▶ [Stored items from a collection]
Content starts

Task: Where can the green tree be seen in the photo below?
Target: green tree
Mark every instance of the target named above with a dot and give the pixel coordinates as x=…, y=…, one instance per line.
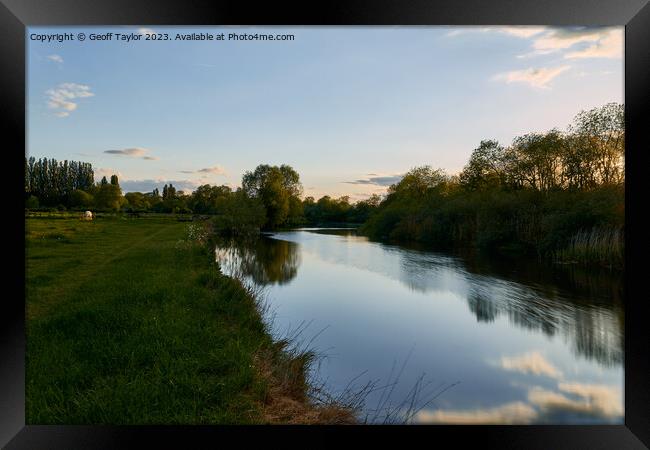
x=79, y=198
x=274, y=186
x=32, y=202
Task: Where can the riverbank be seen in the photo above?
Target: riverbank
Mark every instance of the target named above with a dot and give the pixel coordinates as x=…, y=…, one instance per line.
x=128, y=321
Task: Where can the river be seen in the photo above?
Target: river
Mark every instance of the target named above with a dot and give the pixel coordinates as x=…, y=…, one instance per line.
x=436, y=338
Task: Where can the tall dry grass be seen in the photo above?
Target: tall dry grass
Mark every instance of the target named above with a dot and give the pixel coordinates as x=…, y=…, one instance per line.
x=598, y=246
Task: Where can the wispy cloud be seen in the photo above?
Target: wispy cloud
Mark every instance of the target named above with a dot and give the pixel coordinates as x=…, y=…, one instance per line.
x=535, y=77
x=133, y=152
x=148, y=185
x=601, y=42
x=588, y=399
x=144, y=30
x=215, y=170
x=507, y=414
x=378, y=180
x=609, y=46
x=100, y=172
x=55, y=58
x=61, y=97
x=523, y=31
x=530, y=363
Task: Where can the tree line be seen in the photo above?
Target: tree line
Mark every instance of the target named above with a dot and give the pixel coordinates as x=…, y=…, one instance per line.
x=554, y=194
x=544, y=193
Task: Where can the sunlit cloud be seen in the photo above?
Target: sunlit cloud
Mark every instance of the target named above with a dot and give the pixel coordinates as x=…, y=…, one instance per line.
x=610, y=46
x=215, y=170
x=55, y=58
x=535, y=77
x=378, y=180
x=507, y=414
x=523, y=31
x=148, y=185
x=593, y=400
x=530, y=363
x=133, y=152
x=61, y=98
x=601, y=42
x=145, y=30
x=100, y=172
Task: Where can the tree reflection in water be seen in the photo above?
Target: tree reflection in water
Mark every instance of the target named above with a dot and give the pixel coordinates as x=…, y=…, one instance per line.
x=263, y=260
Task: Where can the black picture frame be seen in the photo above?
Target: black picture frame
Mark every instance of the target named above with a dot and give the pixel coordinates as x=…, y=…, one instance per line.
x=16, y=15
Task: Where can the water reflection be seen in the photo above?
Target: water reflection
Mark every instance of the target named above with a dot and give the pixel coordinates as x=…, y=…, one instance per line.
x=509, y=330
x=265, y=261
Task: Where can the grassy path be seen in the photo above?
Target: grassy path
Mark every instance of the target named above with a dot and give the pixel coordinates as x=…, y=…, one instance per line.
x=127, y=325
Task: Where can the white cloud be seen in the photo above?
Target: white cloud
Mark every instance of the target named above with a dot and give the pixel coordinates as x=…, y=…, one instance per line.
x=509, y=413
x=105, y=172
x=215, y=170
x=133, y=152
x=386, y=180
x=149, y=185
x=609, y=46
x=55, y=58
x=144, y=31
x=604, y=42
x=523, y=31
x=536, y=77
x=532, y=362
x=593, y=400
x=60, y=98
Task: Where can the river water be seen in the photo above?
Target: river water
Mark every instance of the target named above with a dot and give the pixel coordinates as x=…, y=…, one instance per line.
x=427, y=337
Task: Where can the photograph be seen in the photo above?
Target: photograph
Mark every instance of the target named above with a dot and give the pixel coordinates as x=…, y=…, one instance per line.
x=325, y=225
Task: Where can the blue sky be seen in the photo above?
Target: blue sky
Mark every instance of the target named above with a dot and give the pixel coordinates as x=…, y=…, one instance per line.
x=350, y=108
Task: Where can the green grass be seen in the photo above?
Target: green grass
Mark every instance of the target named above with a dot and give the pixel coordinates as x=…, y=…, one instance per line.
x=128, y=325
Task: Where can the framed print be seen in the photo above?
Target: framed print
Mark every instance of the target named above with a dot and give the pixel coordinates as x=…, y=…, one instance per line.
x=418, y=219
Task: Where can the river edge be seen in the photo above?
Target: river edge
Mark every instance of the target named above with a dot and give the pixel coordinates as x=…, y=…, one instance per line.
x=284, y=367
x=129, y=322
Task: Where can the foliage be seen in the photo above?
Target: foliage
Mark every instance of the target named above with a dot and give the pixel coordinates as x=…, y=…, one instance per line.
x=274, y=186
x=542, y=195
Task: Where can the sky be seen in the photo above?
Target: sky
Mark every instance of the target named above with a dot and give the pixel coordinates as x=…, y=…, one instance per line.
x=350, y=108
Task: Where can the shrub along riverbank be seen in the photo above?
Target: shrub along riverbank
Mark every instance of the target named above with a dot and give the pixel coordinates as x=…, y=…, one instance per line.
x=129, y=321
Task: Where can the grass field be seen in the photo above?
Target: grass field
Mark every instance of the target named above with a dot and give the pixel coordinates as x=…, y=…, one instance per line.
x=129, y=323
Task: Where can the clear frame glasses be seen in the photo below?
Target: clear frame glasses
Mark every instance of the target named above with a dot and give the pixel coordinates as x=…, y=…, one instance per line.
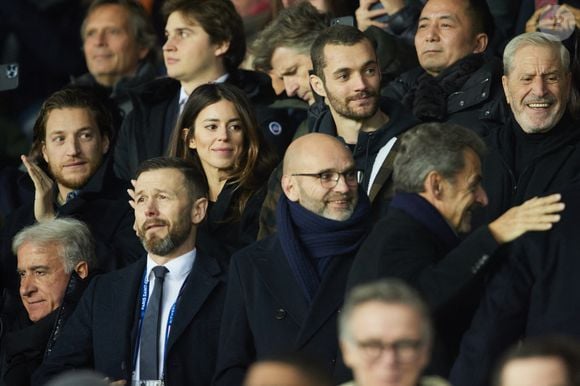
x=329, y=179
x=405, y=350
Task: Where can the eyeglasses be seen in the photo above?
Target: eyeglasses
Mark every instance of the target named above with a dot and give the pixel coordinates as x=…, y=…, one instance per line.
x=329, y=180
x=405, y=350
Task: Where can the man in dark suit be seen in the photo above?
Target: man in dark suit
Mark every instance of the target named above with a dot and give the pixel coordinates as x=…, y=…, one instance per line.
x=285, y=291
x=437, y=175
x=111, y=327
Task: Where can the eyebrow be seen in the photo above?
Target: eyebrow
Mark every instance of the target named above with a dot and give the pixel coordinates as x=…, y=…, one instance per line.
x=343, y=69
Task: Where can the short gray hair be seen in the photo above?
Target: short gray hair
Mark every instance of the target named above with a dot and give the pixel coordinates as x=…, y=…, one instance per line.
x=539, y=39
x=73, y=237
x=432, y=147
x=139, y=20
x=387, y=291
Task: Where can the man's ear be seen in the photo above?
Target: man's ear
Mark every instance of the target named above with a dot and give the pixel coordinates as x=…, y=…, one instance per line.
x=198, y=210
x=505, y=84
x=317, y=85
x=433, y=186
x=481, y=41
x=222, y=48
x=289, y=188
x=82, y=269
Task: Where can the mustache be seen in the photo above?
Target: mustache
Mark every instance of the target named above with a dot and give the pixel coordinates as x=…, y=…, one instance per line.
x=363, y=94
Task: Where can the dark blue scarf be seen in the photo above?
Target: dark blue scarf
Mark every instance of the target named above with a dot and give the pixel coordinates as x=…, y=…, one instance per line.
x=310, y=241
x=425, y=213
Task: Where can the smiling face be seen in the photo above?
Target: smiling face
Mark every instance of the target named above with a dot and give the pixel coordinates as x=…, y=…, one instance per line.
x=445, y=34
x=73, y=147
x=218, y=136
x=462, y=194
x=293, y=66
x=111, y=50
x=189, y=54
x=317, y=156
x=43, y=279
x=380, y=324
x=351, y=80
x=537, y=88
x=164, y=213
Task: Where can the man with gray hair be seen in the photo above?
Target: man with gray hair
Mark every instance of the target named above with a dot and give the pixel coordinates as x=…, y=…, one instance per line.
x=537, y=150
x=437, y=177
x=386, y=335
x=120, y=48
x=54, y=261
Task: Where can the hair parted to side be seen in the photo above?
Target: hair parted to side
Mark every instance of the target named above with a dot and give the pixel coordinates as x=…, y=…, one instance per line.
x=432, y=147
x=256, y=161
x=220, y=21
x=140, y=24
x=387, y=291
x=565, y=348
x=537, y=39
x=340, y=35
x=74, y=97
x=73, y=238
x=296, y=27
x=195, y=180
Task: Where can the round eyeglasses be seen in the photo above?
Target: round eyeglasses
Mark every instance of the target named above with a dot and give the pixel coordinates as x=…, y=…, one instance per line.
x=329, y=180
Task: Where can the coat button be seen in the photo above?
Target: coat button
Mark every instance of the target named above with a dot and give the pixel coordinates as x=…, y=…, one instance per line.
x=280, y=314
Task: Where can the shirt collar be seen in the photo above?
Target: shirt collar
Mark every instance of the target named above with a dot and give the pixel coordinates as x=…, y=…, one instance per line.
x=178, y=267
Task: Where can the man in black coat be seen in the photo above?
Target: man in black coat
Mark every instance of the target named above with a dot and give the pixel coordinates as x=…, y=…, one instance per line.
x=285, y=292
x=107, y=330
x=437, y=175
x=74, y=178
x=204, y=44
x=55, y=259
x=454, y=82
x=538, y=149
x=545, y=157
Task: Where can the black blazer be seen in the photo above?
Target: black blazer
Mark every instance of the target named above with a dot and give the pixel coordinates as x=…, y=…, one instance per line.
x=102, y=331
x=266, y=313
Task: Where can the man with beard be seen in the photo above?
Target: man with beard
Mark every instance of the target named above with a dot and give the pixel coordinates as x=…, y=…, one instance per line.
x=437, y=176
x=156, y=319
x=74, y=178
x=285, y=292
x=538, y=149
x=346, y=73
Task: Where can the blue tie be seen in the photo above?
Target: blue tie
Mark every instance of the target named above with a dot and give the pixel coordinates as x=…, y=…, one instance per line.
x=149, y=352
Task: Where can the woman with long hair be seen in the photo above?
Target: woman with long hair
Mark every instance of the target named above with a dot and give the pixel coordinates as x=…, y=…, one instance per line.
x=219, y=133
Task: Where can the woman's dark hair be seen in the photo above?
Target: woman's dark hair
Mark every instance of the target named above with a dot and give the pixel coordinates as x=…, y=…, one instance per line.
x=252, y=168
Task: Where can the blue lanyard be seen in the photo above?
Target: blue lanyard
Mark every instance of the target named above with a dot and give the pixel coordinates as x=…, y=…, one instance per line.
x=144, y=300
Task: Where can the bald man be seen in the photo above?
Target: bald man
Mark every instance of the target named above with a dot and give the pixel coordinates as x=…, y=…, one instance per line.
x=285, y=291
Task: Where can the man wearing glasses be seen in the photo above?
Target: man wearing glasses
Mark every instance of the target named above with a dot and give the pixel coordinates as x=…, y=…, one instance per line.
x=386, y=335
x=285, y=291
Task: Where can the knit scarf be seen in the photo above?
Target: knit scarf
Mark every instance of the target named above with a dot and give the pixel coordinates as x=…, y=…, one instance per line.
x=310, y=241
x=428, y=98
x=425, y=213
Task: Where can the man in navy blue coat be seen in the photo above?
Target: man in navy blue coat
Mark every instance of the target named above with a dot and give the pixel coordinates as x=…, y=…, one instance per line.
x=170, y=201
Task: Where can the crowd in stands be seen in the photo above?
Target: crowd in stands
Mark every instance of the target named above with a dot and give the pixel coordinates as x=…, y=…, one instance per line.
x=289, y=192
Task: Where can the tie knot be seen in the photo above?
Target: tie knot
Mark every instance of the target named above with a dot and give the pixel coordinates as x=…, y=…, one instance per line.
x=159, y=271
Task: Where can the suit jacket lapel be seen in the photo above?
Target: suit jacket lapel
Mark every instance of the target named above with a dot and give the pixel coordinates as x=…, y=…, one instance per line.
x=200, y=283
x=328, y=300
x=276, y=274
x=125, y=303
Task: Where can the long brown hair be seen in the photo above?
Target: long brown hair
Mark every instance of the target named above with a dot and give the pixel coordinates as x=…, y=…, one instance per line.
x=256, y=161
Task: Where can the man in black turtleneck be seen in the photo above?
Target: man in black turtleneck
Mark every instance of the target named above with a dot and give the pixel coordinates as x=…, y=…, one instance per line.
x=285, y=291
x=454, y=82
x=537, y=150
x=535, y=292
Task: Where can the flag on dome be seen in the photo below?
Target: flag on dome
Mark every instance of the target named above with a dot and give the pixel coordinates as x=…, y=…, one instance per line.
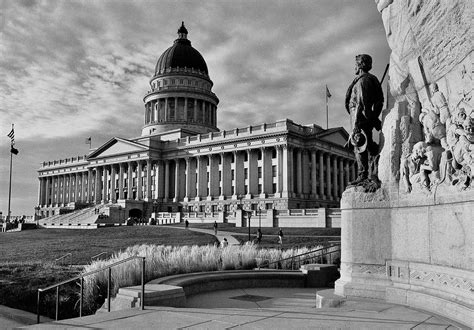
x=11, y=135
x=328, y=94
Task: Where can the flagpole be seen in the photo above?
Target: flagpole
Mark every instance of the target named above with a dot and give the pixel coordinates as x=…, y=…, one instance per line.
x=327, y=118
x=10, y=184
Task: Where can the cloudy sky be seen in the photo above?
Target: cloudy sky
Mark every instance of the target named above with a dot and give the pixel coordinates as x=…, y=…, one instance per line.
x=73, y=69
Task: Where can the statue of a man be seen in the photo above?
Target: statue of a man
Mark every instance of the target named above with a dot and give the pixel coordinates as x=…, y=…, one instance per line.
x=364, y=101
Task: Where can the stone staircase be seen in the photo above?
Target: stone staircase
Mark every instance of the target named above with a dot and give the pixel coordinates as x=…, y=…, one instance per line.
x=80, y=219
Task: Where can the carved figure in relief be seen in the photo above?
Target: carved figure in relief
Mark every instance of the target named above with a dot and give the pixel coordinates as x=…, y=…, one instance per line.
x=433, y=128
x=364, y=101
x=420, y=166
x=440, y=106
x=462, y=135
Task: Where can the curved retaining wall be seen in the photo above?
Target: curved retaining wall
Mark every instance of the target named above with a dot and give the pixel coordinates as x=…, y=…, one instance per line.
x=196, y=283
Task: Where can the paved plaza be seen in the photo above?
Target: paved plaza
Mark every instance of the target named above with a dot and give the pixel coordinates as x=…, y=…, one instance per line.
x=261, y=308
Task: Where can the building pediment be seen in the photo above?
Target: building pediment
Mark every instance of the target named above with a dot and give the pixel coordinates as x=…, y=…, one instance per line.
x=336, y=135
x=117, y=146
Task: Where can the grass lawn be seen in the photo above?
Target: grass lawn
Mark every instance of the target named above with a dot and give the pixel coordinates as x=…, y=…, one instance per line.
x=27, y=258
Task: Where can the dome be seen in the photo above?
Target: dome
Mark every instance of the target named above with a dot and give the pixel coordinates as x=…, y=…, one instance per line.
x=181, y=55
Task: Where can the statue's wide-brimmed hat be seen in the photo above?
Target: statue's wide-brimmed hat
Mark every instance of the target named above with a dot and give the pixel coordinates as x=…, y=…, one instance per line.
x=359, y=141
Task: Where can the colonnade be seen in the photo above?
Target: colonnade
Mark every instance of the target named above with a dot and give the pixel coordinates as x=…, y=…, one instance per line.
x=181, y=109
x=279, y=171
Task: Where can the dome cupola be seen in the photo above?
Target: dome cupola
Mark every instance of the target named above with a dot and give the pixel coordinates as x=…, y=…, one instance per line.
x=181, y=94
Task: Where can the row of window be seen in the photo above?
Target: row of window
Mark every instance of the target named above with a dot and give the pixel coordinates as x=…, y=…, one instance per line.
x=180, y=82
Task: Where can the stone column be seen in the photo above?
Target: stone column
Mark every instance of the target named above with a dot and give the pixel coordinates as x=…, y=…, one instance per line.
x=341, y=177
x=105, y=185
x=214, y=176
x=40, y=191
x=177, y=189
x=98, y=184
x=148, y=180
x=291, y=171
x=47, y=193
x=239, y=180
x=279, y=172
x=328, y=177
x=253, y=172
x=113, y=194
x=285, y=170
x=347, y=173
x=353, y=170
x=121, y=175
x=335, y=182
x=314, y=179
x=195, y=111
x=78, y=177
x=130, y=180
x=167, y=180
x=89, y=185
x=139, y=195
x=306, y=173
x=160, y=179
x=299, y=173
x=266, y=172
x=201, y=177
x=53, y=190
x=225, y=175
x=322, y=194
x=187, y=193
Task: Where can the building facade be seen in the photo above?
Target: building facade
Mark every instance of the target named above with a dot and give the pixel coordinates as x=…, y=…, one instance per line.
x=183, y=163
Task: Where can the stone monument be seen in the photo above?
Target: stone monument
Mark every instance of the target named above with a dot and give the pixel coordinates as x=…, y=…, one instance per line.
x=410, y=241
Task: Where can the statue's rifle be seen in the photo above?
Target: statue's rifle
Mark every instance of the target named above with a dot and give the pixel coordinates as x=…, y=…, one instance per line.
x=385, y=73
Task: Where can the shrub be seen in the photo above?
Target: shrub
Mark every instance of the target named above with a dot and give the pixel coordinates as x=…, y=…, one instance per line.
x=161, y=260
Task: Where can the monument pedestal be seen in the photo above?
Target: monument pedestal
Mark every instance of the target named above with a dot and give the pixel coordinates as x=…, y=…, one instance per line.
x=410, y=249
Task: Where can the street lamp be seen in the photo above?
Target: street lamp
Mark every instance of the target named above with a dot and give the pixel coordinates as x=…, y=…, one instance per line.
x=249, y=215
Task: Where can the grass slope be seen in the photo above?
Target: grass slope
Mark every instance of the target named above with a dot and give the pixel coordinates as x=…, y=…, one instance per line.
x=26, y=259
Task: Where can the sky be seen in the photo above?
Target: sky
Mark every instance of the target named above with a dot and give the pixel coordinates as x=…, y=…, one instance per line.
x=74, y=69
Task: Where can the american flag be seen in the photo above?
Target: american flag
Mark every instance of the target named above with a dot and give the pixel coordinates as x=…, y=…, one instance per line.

Content ends

▶ [Task requirements] What is needed is a verbatim copy of every line in the records above from the one containing "Target: grass slope" down to the one containing "Target: american flag", both included, and nothing more.

▶ [Task response]
Target: grass slope
Mark every instance of the target named above with a dot and give the pixel coordinates as x=…, y=…, one instance per line.
x=26, y=259
Task: Where can the sky be seen in the photo above?
Target: sky
Mark every instance of the target named above with a dot and give the pixel coordinates as x=…, y=…, one instance per line.
x=74, y=69
Task: Where can the american flag be seen in the photo above?
Target: american flag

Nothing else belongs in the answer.